OBJECTIVE: Leave out all pictures and retype exactly the lines from the one with "rear side window and record the pixel coordinates." through the last line of the material.

PROVIDED INFORMATION:

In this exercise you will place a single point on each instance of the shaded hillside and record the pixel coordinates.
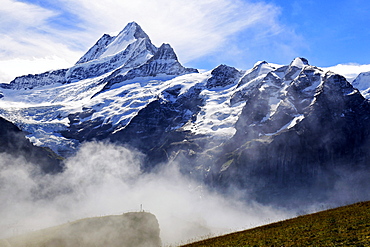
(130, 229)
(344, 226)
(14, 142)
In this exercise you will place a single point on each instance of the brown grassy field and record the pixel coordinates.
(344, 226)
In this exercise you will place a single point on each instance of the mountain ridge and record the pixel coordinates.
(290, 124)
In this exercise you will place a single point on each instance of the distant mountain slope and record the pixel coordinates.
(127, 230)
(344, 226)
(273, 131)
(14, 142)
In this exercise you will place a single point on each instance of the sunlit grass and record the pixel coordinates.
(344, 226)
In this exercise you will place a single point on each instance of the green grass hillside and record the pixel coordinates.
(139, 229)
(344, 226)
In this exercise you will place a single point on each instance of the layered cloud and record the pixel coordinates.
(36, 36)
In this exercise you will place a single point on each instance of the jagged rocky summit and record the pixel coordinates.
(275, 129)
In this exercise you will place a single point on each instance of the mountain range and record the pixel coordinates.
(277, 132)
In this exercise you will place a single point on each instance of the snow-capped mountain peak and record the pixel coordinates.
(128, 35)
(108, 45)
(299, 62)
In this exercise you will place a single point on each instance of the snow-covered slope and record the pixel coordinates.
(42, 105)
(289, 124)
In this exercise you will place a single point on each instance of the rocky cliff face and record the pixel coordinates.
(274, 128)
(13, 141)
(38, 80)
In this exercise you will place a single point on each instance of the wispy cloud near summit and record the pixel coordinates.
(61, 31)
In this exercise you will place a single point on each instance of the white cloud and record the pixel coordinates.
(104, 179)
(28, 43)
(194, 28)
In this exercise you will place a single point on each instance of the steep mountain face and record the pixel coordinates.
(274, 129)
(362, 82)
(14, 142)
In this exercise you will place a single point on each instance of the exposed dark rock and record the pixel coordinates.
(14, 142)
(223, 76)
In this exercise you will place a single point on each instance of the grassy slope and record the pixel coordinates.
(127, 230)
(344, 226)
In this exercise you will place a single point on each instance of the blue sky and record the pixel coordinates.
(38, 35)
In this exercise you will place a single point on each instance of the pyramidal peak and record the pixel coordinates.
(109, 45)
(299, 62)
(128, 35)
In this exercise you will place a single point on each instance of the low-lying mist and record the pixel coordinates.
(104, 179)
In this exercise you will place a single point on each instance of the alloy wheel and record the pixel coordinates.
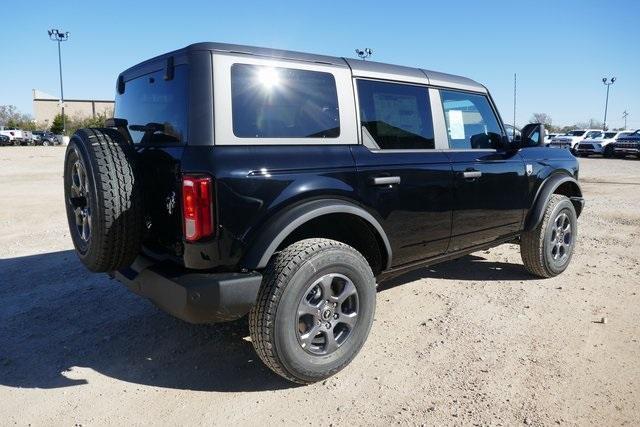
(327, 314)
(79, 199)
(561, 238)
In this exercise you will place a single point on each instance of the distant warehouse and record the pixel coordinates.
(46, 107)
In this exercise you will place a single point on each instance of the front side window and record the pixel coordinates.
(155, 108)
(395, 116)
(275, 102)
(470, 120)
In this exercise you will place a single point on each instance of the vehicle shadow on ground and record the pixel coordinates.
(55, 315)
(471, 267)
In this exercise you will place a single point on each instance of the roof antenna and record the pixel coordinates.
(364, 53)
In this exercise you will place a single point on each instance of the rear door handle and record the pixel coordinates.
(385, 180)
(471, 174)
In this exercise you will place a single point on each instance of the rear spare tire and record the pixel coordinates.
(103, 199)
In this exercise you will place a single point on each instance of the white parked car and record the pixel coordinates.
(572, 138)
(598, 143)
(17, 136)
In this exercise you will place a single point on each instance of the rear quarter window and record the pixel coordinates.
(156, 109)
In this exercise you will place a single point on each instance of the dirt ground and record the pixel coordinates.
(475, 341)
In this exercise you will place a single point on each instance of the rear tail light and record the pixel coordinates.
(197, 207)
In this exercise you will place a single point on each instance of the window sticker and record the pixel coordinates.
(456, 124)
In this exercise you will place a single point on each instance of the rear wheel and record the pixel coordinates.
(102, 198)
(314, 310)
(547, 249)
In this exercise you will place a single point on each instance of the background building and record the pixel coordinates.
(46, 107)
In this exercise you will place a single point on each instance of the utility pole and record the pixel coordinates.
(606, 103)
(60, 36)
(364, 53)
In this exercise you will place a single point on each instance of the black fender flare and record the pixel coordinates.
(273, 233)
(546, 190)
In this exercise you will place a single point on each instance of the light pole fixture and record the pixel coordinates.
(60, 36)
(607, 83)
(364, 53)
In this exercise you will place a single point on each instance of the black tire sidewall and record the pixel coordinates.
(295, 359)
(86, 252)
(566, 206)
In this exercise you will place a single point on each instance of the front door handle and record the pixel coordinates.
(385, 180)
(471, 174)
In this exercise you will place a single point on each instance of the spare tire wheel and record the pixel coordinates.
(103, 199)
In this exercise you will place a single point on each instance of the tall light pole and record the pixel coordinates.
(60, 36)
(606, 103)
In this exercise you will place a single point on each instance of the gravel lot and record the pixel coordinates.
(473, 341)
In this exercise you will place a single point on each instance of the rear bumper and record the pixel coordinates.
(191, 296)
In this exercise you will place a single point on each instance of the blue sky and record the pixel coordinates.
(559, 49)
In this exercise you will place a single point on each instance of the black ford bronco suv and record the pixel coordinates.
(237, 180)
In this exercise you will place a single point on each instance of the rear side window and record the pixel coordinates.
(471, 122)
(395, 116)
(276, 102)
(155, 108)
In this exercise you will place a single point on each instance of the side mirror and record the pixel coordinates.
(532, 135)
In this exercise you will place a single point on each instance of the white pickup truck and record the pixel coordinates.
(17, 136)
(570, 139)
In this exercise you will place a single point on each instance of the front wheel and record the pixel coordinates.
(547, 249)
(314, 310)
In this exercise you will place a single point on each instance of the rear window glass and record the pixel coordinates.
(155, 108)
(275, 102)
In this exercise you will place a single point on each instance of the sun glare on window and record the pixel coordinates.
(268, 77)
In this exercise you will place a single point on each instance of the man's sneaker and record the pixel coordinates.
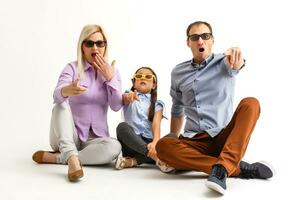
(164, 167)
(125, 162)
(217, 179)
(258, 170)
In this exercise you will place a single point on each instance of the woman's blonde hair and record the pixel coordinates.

RESULT OF THE EXERCISE:
In this exercise you will place a single point on each instance of the rear side window and record the pixel coordinates.
(471, 122)
(395, 116)
(276, 102)
(155, 108)
In this exercise you will place a single point on each instance of the side mirror and record the pixel coordinates.
(532, 135)
In this exercise you will place a single point on each instance of the white pickup truck and record the pixel coordinates.
(17, 136)
(570, 139)
In this exercise you will place a single point on each instance of the front wheel and record the pixel coordinates.
(547, 249)
(314, 310)
In this exercise you will place a single point on each instance of the rear window glass and record the pixel coordinates.
(155, 108)
(275, 102)
In this exercise you will place a single point on each instance of the sun glare on window and record the pixel coordinates.
(268, 77)
In this exercise you will place a single point on each instance of the man's sneaker and record the pixel coordinates.
(164, 167)
(125, 162)
(217, 179)
(258, 170)
In this exercise you will place a single point on each instance of the woman's blonde hair and record the pixel coordinates.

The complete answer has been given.